*BRIEF:*
Lines containing the string "shoe": how many are there below? Answer with the number only.

Dataset items:
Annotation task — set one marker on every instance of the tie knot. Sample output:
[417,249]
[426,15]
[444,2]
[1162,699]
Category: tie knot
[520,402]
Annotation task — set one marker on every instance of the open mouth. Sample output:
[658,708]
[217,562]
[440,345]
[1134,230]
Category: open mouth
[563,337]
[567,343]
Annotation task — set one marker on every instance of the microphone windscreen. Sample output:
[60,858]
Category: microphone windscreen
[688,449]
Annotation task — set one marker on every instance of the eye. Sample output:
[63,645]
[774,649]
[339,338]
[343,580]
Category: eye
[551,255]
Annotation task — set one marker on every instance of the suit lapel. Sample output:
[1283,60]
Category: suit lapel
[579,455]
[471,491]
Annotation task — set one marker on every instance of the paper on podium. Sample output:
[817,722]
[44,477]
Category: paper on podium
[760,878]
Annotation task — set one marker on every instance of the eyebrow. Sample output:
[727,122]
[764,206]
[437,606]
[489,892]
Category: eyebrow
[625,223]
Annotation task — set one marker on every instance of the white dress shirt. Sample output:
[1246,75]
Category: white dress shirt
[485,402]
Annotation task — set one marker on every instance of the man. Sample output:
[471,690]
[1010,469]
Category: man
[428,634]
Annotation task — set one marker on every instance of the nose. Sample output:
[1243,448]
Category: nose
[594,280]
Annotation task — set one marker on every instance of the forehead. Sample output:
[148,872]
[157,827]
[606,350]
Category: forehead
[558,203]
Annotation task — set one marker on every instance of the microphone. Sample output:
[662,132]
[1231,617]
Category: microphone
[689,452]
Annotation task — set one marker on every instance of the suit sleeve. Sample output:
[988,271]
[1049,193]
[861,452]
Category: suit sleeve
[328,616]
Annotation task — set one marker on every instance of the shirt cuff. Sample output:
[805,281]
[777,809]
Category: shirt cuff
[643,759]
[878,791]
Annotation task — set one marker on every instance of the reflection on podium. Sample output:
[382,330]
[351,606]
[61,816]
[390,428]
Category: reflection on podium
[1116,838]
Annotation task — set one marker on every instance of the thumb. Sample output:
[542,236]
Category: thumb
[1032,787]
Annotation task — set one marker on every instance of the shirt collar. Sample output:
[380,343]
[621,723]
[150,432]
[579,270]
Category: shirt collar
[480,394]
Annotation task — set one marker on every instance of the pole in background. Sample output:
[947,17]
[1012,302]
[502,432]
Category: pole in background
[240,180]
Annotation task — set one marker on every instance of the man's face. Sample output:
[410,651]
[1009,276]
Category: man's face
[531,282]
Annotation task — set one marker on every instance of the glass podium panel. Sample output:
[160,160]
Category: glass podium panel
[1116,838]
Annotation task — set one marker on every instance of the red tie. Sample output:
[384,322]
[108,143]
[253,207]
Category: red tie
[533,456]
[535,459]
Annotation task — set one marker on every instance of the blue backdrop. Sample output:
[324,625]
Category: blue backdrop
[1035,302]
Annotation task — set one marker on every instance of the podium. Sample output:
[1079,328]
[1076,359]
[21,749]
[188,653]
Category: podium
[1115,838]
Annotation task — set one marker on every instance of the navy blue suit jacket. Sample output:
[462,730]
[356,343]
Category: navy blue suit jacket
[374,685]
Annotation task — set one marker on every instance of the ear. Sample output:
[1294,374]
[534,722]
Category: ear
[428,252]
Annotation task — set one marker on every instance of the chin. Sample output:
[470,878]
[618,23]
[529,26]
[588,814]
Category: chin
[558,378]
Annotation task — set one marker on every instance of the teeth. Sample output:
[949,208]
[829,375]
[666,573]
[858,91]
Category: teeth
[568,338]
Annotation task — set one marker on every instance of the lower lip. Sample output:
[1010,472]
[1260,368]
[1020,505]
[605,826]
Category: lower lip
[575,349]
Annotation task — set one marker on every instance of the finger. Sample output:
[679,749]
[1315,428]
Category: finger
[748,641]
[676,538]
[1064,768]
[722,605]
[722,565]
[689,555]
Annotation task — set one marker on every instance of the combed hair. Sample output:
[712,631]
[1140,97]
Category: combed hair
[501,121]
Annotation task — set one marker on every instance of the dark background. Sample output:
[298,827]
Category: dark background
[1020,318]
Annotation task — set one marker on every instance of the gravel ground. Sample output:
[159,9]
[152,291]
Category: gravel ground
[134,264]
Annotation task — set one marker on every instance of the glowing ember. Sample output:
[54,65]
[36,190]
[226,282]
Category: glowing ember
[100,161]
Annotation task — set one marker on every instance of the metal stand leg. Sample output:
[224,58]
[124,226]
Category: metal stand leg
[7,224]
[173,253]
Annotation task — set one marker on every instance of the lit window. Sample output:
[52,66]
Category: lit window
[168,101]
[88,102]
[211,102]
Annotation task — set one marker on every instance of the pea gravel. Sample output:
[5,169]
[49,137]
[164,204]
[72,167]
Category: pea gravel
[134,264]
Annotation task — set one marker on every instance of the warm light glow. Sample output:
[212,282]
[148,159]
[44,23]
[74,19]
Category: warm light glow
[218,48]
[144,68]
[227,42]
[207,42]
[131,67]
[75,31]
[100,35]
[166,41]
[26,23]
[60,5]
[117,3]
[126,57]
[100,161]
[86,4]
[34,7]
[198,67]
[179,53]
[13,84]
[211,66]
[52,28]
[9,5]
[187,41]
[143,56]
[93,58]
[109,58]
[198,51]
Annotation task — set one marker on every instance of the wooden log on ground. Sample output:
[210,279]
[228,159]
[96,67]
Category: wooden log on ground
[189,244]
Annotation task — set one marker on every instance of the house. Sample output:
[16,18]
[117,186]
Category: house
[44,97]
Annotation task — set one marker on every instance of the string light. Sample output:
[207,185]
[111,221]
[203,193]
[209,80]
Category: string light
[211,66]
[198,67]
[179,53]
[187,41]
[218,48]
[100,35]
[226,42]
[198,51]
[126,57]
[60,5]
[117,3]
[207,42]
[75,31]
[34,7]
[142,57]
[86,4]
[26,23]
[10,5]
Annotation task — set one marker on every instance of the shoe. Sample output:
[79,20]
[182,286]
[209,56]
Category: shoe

*EXERCISE SOLUTION:*
2